* Problem description *
Omitting the pictures, restate all of the entries below exactly.
^^^^
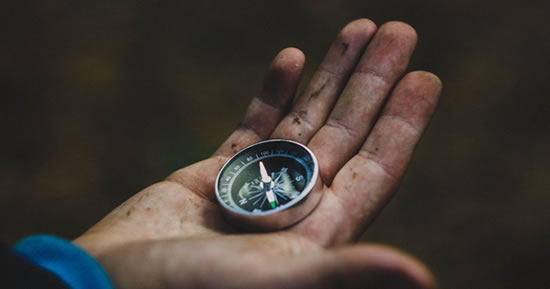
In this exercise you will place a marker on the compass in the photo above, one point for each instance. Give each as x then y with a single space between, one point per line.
269 185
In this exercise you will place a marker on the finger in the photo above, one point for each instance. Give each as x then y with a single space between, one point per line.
313 106
384 62
367 181
365 266
373 266
267 109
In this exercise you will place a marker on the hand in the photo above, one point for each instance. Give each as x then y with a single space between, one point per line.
360 114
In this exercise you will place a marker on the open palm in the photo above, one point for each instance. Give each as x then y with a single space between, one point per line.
360 114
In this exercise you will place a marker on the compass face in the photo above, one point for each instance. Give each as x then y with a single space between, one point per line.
266 177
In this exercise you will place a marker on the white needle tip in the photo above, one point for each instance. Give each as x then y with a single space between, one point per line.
263 172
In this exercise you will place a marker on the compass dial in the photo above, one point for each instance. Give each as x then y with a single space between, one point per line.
266 178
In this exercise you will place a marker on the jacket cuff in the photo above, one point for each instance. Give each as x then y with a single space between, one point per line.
68 262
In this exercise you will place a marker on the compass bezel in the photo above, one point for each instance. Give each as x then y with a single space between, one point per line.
280 217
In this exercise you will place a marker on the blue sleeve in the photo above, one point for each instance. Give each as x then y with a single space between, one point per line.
71 264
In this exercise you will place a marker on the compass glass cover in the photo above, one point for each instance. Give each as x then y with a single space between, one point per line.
290 169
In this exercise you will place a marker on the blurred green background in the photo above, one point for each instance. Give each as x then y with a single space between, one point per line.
102 98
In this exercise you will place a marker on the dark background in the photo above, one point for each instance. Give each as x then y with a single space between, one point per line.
102 98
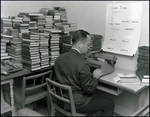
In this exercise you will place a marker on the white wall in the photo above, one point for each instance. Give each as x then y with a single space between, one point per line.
89 15
12 8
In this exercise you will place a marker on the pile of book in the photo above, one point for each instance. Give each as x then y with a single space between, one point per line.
5 39
15 49
143 65
44 50
6 23
30 51
53 44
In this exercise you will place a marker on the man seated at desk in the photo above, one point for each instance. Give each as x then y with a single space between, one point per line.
73 70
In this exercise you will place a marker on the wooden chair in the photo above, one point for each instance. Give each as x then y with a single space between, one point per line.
51 89
33 90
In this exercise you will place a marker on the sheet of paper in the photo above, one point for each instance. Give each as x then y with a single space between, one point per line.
120 75
116 79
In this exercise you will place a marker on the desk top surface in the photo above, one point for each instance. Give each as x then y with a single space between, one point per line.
131 87
22 73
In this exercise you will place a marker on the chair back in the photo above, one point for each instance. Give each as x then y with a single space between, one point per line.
34 83
53 88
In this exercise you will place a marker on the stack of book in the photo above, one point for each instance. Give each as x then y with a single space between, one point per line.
96 42
44 10
49 21
66 43
143 65
26 17
66 27
15 49
4 53
6 23
14 33
56 17
63 16
53 44
40 20
16 19
33 26
43 49
30 51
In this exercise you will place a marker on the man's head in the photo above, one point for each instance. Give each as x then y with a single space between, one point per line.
82 41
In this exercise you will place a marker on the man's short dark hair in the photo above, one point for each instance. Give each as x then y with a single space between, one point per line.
79 35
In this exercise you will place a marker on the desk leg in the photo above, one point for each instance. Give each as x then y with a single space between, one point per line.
12 99
142 99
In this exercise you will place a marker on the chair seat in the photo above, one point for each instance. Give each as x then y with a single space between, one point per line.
30 96
28 112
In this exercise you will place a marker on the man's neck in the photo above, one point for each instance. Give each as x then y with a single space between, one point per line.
76 49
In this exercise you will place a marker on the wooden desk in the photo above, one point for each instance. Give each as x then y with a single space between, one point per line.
128 97
4 106
9 79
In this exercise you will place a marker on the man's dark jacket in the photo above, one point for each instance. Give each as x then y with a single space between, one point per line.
73 70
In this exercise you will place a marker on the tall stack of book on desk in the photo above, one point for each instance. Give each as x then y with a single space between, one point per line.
6 23
4 41
44 50
44 11
143 65
53 44
40 20
15 49
49 22
30 51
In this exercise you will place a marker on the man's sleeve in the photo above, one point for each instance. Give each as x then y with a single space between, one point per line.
87 82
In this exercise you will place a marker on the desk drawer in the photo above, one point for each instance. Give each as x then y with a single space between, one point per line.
109 89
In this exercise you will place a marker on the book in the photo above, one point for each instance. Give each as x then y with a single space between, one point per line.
144 73
144 81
^^^^
* Completed task *
In this exercise you will place a marker on the compass in the photo above, one point for each instance. Give each as x then y with a single space between, one point per line.
269 185
In this exercise you will place a marker on the finger in the photo above, one point for each instance. Give each as x then y with a single space between, one point per line.
313 106
384 62
367 181
365 266
373 266
267 109
In this exercise you will place a marker on the hand in the photo above, one point for each instance. Give each as x then y with a single space between, one point per line.
360 114
In this exercise you will place a marker on the open palm in the photo above, one point for each instance. Give each as x then y with a single space between, one point per line.
360 114
In this exercise you will place a marker on the compass face in the photo above, one point for each instance. Give each as x then y with a single space between, one point per line.
266 177
In this exercise you will place a marker on the white needle tip in the photo above, one point for each instance. Give each as x then y with a single space between, one point per line.
263 172
In this exercise you will place a marker on the compass dial in the photo above, one point for each instance. Give each as x then y with a single space between, one point per line.
266 178
In this exercise you will place a marker on the jacket cuff in the photo above, one point for each instance. Give each as x then y with a single space between, one point per line.
68 262
In this exercise you will place a marker on the compass bezel in the photo above, one point for each instance. Give each as x then y with a single space between, one point per line.
280 217
In this exercise you will place a marker on the blue sleeve in the photo above, one point for each instance. Give each as x then y with a single space between, one point per line.
71 264
In this exercise you will place a marker on the compass glass cover in the photo above, one point for each instance. Give each as x then y with a single space between, one point per line.
290 169
In this exercise you will place a marker on the blurred green background in the photo above, one point for each instance. Give each as x then y with a single space between, one point per line.
102 98
In this exercise you will place a marker on the dark background in the photo above, one point for each instance. Give each as x then y with a single space between, one point per line.
102 98
In this exercise you will place a marker on the white wall in the photo above, one point for each instance. Give each as x then y with a single space between, one point per line.
89 15
12 8
In this exercise you will place a marker on the pile of book in the photo above, one point for each instance. Give each as x then y with a single space between, one point per line.
5 39
15 49
143 65
44 50
6 23
30 51
53 44
In this exercise you will place a marker on the man seated at desk in the photo above, one point for each instance. Give each as x then y with a single space between, one point per line.
73 70
In this exercise you will place a marker on the wooden chair in the photo above, one point for each instance. Give each as x then y with a single space between, one point per line.
51 89
33 90
In this exercise you will place a marker on the sheet of paper in the photo above, one point for each instance. Give each as x then y with a single space between, one point per line.
120 75
116 79
In this exercise you will place a marker on the desk top surface in the photo above, one point for each instance. Give each as x then y with a single space between, one point per line.
131 87
22 73
In this exercise you will place a marker on the chair back in the photo above, one point for each instance. Give each as x then y with a single space between, one point per line.
34 83
53 88
In this exercise you will place a marker on the stack of book in the photo above, one point for each instance. Give each as x then y with a single space between, one point per line.
96 42
44 10
49 21
66 43
143 65
26 17
66 27
15 49
4 53
6 23
14 33
56 17
63 16
53 44
40 20
16 19
33 26
43 49
30 51
In this exercise you will place a marker on the man's head in the photo above, one point for each instance. Give each as x then y with a single space between, one point per line.
82 41
In this exercise you will place a marker on the man's short dark hair in the photo above, one point for each instance. Give each as x then y with a single space between, one point per line.
79 35
In this exercise you will place a marker on the desk leg in the photo above, one point for each instance. Give each as x then y with a single space between, one point per line.
12 99
142 99
In this exercise you will place a marker on the chair seat in the photo above, one point for each instance. Give each as x then y with a single space between, one point per line.
30 96
28 112
In this exercise you will place a marker on the man's neck in the photo above, one point for each instance. Give each as x then y with a single space between, one point per line.
76 49
In this exercise you will place a marker on the wooden desk in the photo above, one point for each instance. Give each as x then y with a single space between, one point per line.
128 97
4 106
9 79
In this exercise you will place a marker on the man's dark jacket in the photo above, one point for each instance. Give each as x then y with a single space between, one point per line.
73 70
In this exercise you will place a marker on the tall stack of book on desk in the photo above, one point for each instance. Give each as x then y with a single space between, one point per line.
6 23
4 41
44 50
44 11
143 65
53 44
40 20
15 49
49 22
30 51
In this exercise you will place a marker on the man's sleeve in the photo above, one point for each instance. Give each as x then y with a single space between, one point per line.
87 82
In this exercise you will place a marker on the desk drawer in the photo above, one point for each instance. Give each as x then y with a single space between, one point per line.
109 89
In this exercise you will place a marker on the book in the photo above, one point for each instance. Give each as x then y with a single space between, one point per line.
144 73
144 81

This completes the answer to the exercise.